Source>
════════════════════

Summer camp, young leadership celebrated at JEF Annual Event

With Alan Franco behind him, Macy Hart reads the Tzedakah Award that was presented to the Goldring Family Foundation

“Create a Jewish Legacy,” the projected image said at the Jewish Endowment Foundation of Louisiana’s Annual Event on March 11 at the Westin Canal Place in New Orleans. “Secure a Jewish Future,” it concluded.

That was certainly the theme of the day as the honorees were recognized for their roles in providing Jewish summer camping experiences and leadership training for the next generation.

Andrea Lestelle, JEF president, noted that “all of our honorees have given of their time, wisdom and talent, along with their dollars.”

She noted that last year, donors contributed $7.9 million to their funds, and “out of these funds, we distributed $4.5 million to 537 unique charities.”

The Tzedakah Award was presented to the Goldring Family Foundation, with the presentation focusing on the family’s role in funding the Goldring Jewish Summer Camp Experience.

The program was established by JEF in 1999, providing a grant to any Jewish child in Louisiana, Alabama, Mississippi or the Florida panhandle for their first summer at a Jewish non-profit sleepaway camp. In 2001, the Goldring Family Foundation began funding the initiative, which now provides a grant of up to $1,500, and the grants are not needs-based.

Around 1400 children have benefited from the program since its inception.

In a video presentation where the Goldring family’s legacy in New Orleans was compared to that of Judah Touro, the Delgadoes and Sterns, campers including Ellie Zurik, Rebecca Rubin, Charlie Cox and Emily Kupperman spoke about their summer camp experiences.

Scott Cowen, president emeritus of Tulane University, also spoke about the family’s impact on Tulane. “We wouldn’t be the institution we are without the Goldring Family Foundation and Bill (Goldring)’s involvement,” he said. They “are a true cornerstone of Tulane University and the New Orleans Jewish community.”

The presentation to the Goldring Family Foundation was made by the region’s most recognized Jewish camping professional, Macy Hart, who headed the Henry S. Jacobs Camp in Mississippi from 1970 until stepping down in 1999 to establish the Goldring/Woldenberg Institute of Southern Jewish Life in Jackson. He retired from ISJL earlier this year.

Hart mentioned that Bill Goldring’s daughter, Diane, was a counselor for what is now Camp Dream Street, a SOFTY intitative that continues at Jacobs Camp, and that was how he got to know the Goldring family. Also, Hart spoke of how Alan Franco, Diane’s husband, was a Jacobs camper in the 1970s.

Hart said the “embrace of Jacobs Camp by the Goldring family has been tremendous.”

════════════════════

Raw data>
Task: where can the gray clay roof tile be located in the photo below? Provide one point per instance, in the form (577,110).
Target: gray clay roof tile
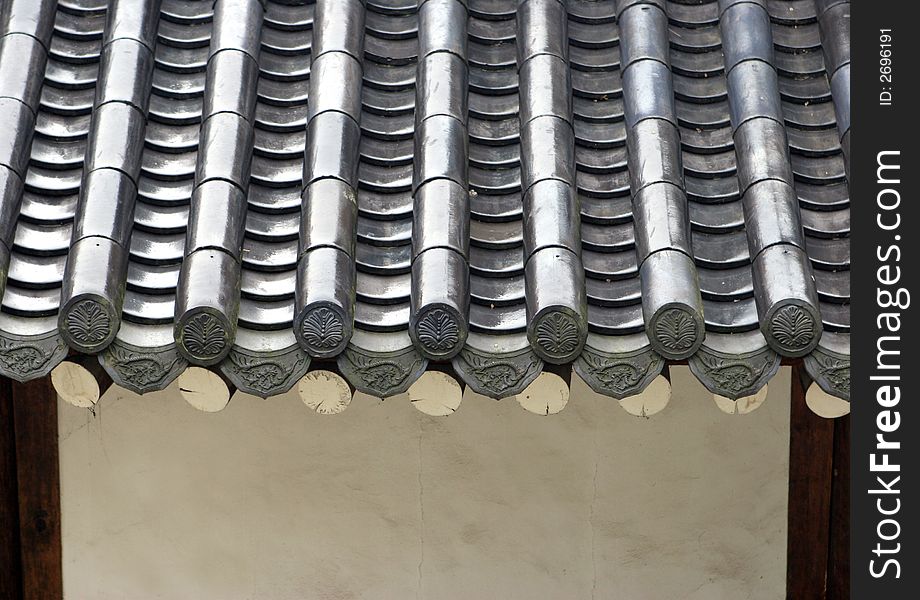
(250,185)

════════════════════

What to do>
(1) Quote the article on the Jewish Endowment Foundation's Annual Event word for word, from "The program was" up to and including "are not needs-based.".
(2) Extend the article on the Jewish Endowment Foundation's Annual Event past the last sentence it gives.

Response list>
(1)
The program was established by JEF in 1999, providing a grant to any Jewish child in Louisiana, Alabama, Mississippi or the Florida panhandle for their first summer at a Jewish non-profit sleepaway camp. In 2001, the Goldring Family Foundation began funding the initiative, which now provides a grant of up to $1,500, and the grants are not needs-based.

(2)
He also spoke of the Goldrings’ support for ISJL, when the family “decided to invest in something that was only theory.” As an example of the Institute’s effect regionally, Hart mentioned that there are 4,100 children currently served by the Institute’s education department, in 71 congregations in the 13-state region.

He said the Goldrings “find a way to make their resources work for the good” and their desire to improve the community is something “we should cherish every single day.”

In accepting the award for the family, Alan Franco said “I would not be here today if it were not for Jewish summer camp.” He explained that he was the only Jewish student in his class at St. Paul’s Episcopal in Mobile, and Jewish summer camp “gave us the opportunity to have a Jewish life” unlike what they experienced during the school year.

Joan Brooks Cox received the Jewish Federations of North America Endowment Achievement Award. The senior financial advisor at Personal Financial Advisors, Cox has been in the financial services industry in 1984.

Being involved in the community has been instilled to her from her parents “as long as I remember,” and when she moved to New Orleans “it was a way of getting to know people.”

Serving on the board of Touro Synagogue “was great training ground” as she would help establish the Northshore Jewish Congregation, serving as its first president.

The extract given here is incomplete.